[[ QUOTED PASSAGE, beginning ]]

In exchange for Italian investment support to Tunisia (the exact terms of the agreement are not available as I write, but possibly some €150 million were offered) and an agreement not to expel the first 20,000 immigrants that have landed, Maroni obtained from Tunisia that all additional immigrants that might be coming in Italy would be returned home and that new migrant sailings would be stopped. In return, Maroni issued temporary travel permits (up to 3 months) that in principle allow the immigrants to travel within the visa-free Shengen Area that covers 25 countries in continental Europe – including France and Switzerland, thus opening a wide swath of frontier between the three countries. As of today and keeping to its side of the agreement, Tunisia has started again to patrol its borders and is said to have stopped a boat from sailing off to Italy.

Problem solved? Not at all. Paris is furious and sent yesterday its Interior Minister Claude Guéant to Rome. Germany and Belgium are equally furious and several officials have said so publicly. The day before coming to Italy, Guéant issued an order to his prefects that no one was allowed in France without a proper passport (something illegal immigrants don’t have) and demonstrated income for self-support (at least €62/day – something immigrants dream of having !). On top of that, they can be expelled if they “disturb the public peace” – something very easy to provoke and a perfect basis for expulsion. To make matters even more complicated, there is a 1997 Italo-French treaty, the so-called “Chambéry agreement” signed a few weeks before Schengen and thus effectively putting a lid on Schengen. This agreement enables France to return to Italy any and all immigrants as it sees fit provided it can prove they came from Italy – thereby negating the very spirit of the Schengen treaty which was supposed to provide European citizens with the kind of freedom across state borders that Americans enjoy without even noticing it.

Indeed, the Italian Interior Minister Maroni was quick to point out that France’s move is equivalent to a suspension of Schengen. To his accusation, the Belgians and Germans were equally quick to point out that it is Italy who has “broken” Schengen – because it wasn’t able to “defend” its frontiers and “manage” the wave of illegal immigration (remember: 22,000 in 3 months – that’s 7,000/month. Who can “manage” such numbers when these are people without papers or money?) I really believe that France has turned anti-European, and with it, so has Germany and Belgium.

[[ QUOTED PASSAGE, end ]]
[[ PROVIDED INFORMATION, beginning ]]

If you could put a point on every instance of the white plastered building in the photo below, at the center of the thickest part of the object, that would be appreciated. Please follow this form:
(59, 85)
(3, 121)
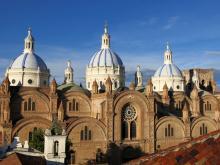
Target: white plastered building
(168, 74)
(105, 63)
(28, 69)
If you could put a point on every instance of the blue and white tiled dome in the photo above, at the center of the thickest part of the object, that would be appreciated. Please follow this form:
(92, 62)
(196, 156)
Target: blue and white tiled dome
(105, 57)
(168, 70)
(28, 60)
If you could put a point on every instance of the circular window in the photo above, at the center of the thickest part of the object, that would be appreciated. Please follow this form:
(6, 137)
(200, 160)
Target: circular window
(129, 113)
(30, 81)
(13, 81)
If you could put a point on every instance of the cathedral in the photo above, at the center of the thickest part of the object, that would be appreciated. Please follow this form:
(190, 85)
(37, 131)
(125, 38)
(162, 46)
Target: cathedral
(173, 106)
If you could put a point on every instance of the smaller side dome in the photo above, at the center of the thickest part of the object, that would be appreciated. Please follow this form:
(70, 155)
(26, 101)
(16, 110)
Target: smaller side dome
(168, 74)
(28, 69)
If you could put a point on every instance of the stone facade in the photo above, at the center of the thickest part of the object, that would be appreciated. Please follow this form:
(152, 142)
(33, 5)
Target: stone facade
(92, 120)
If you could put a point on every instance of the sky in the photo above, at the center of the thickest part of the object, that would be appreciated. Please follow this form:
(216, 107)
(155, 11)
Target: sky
(71, 30)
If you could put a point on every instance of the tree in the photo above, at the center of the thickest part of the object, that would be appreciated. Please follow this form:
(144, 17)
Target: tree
(37, 141)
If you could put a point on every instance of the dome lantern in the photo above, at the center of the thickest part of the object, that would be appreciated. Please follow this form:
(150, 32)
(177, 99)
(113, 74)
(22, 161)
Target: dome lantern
(105, 38)
(168, 55)
(29, 42)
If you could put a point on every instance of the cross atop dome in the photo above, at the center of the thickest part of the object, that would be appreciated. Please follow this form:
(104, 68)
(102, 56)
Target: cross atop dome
(29, 42)
(168, 55)
(168, 46)
(106, 27)
(105, 38)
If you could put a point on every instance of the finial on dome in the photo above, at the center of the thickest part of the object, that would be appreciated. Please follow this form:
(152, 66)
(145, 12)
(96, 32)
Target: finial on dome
(29, 42)
(68, 63)
(106, 27)
(29, 31)
(168, 46)
(105, 38)
(168, 54)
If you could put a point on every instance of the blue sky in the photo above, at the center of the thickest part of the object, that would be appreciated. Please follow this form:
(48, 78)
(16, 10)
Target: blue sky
(71, 30)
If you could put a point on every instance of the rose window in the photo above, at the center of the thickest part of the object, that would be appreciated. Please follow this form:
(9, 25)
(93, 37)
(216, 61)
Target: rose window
(129, 113)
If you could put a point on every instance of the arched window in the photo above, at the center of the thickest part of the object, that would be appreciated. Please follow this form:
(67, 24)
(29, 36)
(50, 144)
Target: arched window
(133, 130)
(116, 84)
(30, 136)
(208, 106)
(56, 148)
(203, 129)
(72, 157)
(124, 130)
(86, 134)
(25, 106)
(73, 105)
(29, 105)
(169, 131)
(128, 126)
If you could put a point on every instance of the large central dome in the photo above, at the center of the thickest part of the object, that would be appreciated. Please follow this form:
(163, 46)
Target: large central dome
(168, 70)
(103, 64)
(105, 57)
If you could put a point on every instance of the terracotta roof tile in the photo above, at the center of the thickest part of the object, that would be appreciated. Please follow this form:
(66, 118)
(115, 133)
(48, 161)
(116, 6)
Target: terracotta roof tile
(20, 159)
(201, 150)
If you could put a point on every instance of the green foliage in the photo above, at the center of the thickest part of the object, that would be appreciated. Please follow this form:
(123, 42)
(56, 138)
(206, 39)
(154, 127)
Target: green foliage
(37, 141)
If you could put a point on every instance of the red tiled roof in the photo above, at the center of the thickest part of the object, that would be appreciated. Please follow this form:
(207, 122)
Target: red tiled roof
(20, 159)
(203, 150)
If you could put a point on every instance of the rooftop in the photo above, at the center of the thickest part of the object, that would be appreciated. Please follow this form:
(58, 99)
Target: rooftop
(203, 150)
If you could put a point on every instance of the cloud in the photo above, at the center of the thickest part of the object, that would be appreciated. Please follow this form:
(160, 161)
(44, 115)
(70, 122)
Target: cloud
(4, 62)
(215, 53)
(171, 22)
(150, 21)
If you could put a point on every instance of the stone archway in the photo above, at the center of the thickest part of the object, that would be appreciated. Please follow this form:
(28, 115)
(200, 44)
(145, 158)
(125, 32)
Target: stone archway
(24, 126)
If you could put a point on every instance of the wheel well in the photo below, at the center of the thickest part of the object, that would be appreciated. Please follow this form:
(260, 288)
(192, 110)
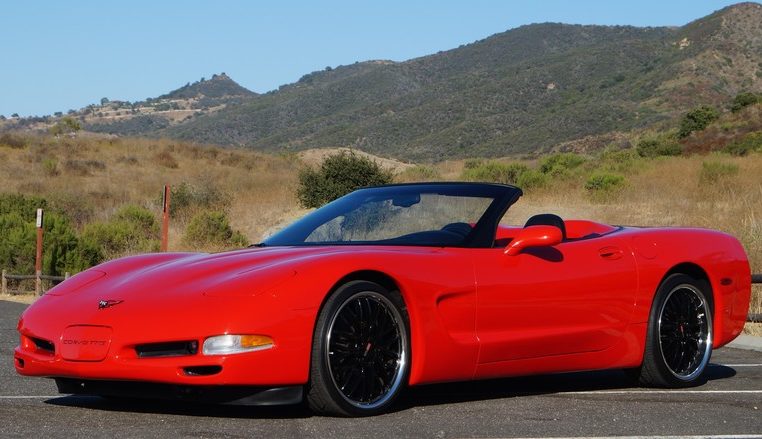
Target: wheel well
(693, 270)
(378, 277)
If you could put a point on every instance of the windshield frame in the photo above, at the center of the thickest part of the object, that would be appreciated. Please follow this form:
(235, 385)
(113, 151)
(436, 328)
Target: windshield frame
(482, 235)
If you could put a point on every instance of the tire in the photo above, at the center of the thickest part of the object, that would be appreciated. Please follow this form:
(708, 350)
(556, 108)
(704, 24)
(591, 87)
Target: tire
(360, 351)
(679, 340)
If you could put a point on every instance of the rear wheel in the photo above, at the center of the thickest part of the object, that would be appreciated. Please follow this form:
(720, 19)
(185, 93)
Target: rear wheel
(360, 351)
(679, 340)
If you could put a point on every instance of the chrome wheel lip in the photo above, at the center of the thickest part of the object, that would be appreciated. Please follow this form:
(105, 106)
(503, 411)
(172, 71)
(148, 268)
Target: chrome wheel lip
(401, 362)
(706, 339)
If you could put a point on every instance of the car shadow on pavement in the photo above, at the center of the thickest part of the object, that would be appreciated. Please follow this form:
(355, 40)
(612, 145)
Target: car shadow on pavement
(448, 393)
(432, 394)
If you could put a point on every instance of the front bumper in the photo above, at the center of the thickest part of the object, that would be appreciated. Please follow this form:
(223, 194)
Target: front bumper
(235, 395)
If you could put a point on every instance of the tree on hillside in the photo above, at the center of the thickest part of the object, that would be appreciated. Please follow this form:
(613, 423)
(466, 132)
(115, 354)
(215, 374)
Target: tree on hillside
(743, 100)
(697, 119)
(338, 175)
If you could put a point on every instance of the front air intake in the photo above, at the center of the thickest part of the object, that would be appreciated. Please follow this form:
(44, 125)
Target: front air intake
(167, 349)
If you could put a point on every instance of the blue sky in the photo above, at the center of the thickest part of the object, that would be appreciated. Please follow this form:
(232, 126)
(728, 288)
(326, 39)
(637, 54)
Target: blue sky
(57, 55)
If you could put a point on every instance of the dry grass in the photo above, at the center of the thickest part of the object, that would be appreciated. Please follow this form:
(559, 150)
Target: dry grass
(103, 174)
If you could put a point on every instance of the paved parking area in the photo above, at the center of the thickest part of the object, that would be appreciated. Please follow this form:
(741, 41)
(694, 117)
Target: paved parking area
(589, 404)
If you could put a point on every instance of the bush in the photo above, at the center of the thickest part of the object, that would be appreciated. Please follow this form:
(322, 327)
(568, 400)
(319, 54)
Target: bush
(12, 141)
(133, 229)
(713, 172)
(83, 168)
(17, 243)
(166, 159)
(418, 173)
(338, 175)
(619, 160)
(560, 165)
(67, 125)
(532, 179)
(743, 100)
(603, 182)
(211, 229)
(658, 146)
(494, 171)
(749, 143)
(50, 167)
(25, 206)
(697, 119)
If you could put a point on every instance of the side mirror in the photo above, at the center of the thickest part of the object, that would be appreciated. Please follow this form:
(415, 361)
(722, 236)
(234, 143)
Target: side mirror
(534, 236)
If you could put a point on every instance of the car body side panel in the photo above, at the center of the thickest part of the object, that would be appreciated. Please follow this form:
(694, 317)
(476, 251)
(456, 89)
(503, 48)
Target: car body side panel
(575, 297)
(719, 255)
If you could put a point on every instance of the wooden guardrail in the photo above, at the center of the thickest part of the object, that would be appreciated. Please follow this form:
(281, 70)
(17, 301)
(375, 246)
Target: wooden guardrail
(38, 278)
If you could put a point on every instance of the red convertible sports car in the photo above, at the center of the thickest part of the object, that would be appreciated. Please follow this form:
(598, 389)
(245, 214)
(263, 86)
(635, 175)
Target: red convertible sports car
(389, 287)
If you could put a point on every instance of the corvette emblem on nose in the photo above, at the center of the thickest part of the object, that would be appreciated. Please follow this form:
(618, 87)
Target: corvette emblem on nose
(107, 303)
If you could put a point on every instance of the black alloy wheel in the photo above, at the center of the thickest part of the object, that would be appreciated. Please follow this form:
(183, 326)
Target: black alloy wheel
(679, 340)
(361, 354)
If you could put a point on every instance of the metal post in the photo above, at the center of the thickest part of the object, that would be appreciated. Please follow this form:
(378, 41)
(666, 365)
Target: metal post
(165, 219)
(38, 257)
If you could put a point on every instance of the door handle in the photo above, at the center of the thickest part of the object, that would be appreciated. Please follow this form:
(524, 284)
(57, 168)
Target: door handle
(611, 253)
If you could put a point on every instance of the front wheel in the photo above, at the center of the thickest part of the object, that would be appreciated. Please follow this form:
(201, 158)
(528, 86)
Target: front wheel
(679, 340)
(360, 351)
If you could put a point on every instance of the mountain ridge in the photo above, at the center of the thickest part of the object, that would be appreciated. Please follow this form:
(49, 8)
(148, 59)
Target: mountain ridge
(525, 90)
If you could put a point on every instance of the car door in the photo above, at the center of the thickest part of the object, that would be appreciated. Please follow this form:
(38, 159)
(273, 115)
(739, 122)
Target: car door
(577, 296)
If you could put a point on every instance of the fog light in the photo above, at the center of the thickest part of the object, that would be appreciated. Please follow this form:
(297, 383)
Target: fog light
(234, 344)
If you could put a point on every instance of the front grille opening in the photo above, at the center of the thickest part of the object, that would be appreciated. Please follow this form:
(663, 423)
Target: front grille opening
(167, 349)
(44, 345)
(202, 370)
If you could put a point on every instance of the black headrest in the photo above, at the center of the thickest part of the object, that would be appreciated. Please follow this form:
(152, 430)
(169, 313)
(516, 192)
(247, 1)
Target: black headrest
(547, 219)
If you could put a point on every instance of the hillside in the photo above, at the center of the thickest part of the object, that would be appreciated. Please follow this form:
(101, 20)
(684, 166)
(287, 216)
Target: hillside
(534, 89)
(524, 90)
(138, 118)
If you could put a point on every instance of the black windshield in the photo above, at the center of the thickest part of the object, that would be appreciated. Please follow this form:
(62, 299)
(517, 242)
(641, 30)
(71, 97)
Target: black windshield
(431, 214)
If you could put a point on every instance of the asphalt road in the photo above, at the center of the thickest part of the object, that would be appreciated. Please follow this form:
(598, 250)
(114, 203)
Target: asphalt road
(579, 404)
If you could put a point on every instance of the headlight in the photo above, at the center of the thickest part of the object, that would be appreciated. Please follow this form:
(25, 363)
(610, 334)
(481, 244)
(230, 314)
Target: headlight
(234, 344)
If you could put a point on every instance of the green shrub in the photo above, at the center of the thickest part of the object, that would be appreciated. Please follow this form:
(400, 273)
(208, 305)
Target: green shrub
(713, 172)
(17, 243)
(338, 175)
(418, 173)
(697, 119)
(658, 146)
(743, 100)
(132, 229)
(603, 182)
(211, 229)
(495, 172)
(749, 143)
(532, 179)
(619, 160)
(560, 165)
(12, 141)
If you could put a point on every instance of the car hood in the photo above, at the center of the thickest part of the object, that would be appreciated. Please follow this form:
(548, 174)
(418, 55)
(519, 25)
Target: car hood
(174, 274)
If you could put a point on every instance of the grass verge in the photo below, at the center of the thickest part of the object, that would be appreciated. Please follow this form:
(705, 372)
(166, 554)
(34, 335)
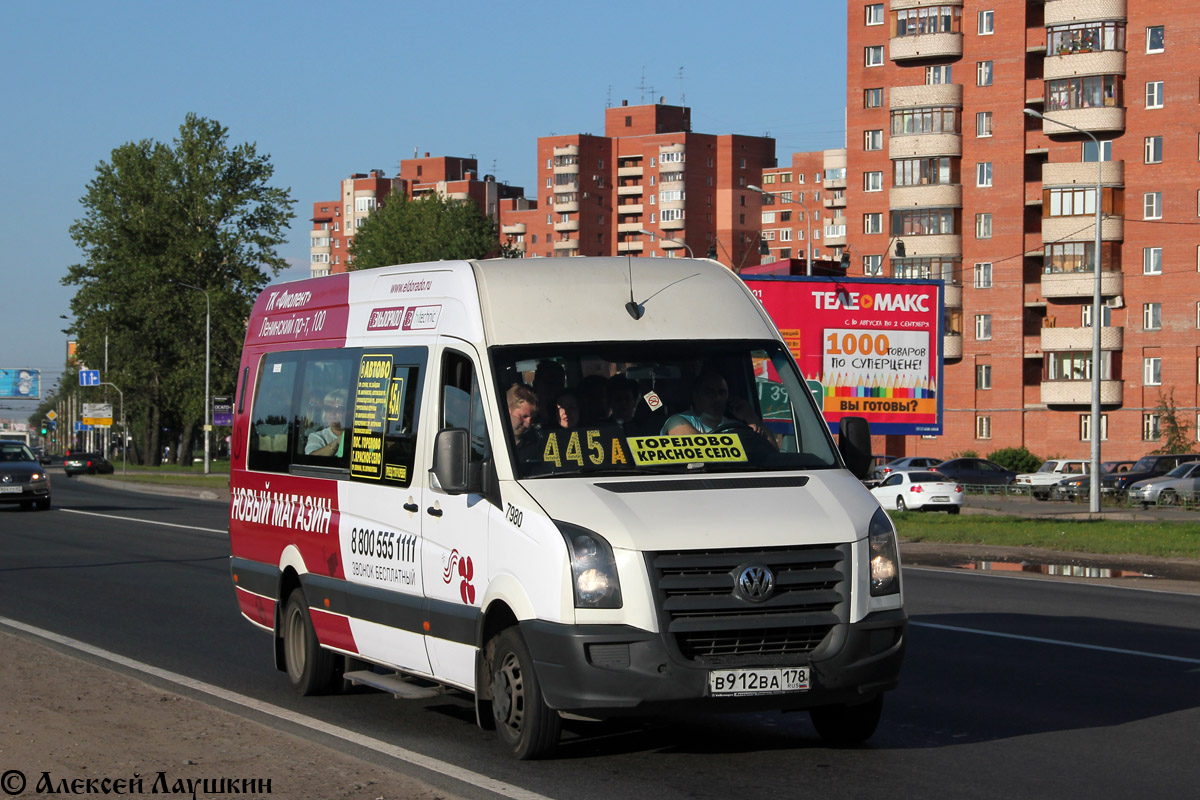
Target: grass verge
(1105, 536)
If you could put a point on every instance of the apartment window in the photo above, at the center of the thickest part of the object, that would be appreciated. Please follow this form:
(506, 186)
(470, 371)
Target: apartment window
(1152, 205)
(1152, 316)
(942, 119)
(1151, 260)
(939, 74)
(1105, 317)
(1152, 371)
(983, 328)
(1105, 151)
(983, 73)
(1155, 94)
(983, 276)
(1085, 427)
(1153, 150)
(983, 173)
(983, 226)
(1155, 38)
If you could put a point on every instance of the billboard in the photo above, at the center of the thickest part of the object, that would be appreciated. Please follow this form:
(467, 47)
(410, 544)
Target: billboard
(868, 347)
(25, 384)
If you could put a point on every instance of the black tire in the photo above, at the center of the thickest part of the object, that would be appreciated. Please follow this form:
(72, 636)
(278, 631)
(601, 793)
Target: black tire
(525, 723)
(845, 726)
(310, 666)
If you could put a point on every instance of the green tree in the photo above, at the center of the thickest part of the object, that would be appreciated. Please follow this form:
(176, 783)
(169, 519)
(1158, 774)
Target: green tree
(430, 228)
(201, 211)
(1173, 429)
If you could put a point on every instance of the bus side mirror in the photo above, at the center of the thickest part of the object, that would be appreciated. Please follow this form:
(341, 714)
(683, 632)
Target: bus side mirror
(855, 444)
(451, 451)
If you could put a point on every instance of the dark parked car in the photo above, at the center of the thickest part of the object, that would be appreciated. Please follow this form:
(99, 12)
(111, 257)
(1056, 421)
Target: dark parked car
(1116, 483)
(975, 471)
(22, 479)
(87, 464)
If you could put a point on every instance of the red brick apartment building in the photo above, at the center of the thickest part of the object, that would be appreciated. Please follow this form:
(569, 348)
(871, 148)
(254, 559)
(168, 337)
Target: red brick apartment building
(648, 173)
(334, 222)
(1000, 204)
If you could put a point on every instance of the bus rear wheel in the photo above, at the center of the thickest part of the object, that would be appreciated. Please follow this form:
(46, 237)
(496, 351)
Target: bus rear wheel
(310, 666)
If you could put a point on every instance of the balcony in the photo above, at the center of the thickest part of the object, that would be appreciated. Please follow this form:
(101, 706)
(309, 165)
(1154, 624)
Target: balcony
(1074, 173)
(931, 245)
(925, 46)
(1096, 119)
(943, 94)
(1068, 65)
(1080, 284)
(1080, 338)
(918, 145)
(1065, 12)
(1079, 392)
(929, 196)
(952, 346)
(1056, 229)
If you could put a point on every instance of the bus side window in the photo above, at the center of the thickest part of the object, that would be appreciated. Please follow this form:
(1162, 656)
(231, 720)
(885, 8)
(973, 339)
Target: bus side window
(271, 416)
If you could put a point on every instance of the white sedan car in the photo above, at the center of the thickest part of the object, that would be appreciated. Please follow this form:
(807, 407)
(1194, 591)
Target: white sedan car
(919, 491)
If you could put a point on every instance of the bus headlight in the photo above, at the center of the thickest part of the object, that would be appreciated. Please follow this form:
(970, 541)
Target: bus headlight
(885, 555)
(594, 579)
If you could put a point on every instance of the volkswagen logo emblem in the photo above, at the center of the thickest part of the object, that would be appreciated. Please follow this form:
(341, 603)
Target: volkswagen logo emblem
(754, 583)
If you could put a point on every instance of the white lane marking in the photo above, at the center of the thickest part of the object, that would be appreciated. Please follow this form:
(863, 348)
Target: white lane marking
(148, 522)
(1059, 642)
(345, 734)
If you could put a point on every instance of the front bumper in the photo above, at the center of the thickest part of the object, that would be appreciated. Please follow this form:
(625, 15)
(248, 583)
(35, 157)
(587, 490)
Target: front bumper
(601, 671)
(29, 492)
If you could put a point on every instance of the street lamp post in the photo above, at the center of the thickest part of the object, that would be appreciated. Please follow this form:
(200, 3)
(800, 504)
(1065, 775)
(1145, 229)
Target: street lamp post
(690, 254)
(208, 328)
(1097, 319)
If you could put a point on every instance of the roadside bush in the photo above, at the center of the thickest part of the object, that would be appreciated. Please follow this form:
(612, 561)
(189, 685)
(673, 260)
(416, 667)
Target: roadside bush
(1019, 459)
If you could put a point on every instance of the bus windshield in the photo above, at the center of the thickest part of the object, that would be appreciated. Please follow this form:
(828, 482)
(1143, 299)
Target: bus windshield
(658, 407)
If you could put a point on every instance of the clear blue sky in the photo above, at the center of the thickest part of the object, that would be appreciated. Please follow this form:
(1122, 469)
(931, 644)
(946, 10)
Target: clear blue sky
(328, 90)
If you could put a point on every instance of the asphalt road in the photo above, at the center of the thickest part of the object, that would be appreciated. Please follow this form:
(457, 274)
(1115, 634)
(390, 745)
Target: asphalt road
(1011, 686)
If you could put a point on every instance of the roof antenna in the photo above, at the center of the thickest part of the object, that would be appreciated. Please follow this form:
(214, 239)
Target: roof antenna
(635, 308)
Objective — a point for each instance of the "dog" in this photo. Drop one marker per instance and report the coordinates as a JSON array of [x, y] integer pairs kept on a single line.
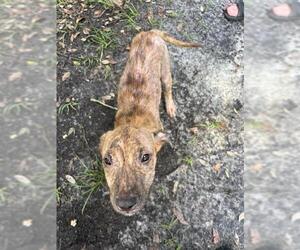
[[129, 151]]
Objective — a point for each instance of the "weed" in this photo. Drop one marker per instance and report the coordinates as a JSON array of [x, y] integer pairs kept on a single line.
[[68, 105], [154, 23], [107, 4], [3, 194], [91, 61], [130, 14], [91, 178], [188, 160], [58, 194], [173, 244]]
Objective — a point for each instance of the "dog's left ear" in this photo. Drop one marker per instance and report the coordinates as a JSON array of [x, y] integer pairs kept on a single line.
[[159, 140]]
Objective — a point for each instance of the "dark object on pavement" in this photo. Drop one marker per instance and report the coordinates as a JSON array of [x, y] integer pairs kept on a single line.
[[239, 16], [294, 15]]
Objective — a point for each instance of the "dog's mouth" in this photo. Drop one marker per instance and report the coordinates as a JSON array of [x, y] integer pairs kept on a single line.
[[128, 210]]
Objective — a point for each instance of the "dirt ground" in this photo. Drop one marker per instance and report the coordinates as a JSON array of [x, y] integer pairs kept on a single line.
[[196, 201]]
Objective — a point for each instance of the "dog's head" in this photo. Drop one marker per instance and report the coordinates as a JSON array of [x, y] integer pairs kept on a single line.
[[129, 159]]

[[ PROVIDED INFORMATION, end ]]

Reproduce the passage on Tunisian migrants and the Schengen Area word for word, from "In exchange for" up to and including "off to Italy.".

[WRITTEN SOLUTION]
In exchange for Italian investment support to Tunisia (the exact terms of the agreement are not available as I write, but possibly some €150 million were offered) and an agreement not to expel the first 20,000 immigrants that have landed, Maroni obtained from Tunisia that all additional immigrants that might be coming in Italy would be returned home and that new migrant sailings would be stopped. In return, Maroni issued temporary travel permits (up to 3 months) that in principle allow the immigrants to travel within the visa-free Shengen Area that covers 25 countries in continental Europe – including France and Switzerland, thus opening a wide swath of frontier between the three countries. As of today and keeping to its side of the agreement, Tunisia has started again to patrol its borders and is said to have stopped a boat from sailing off to Italy.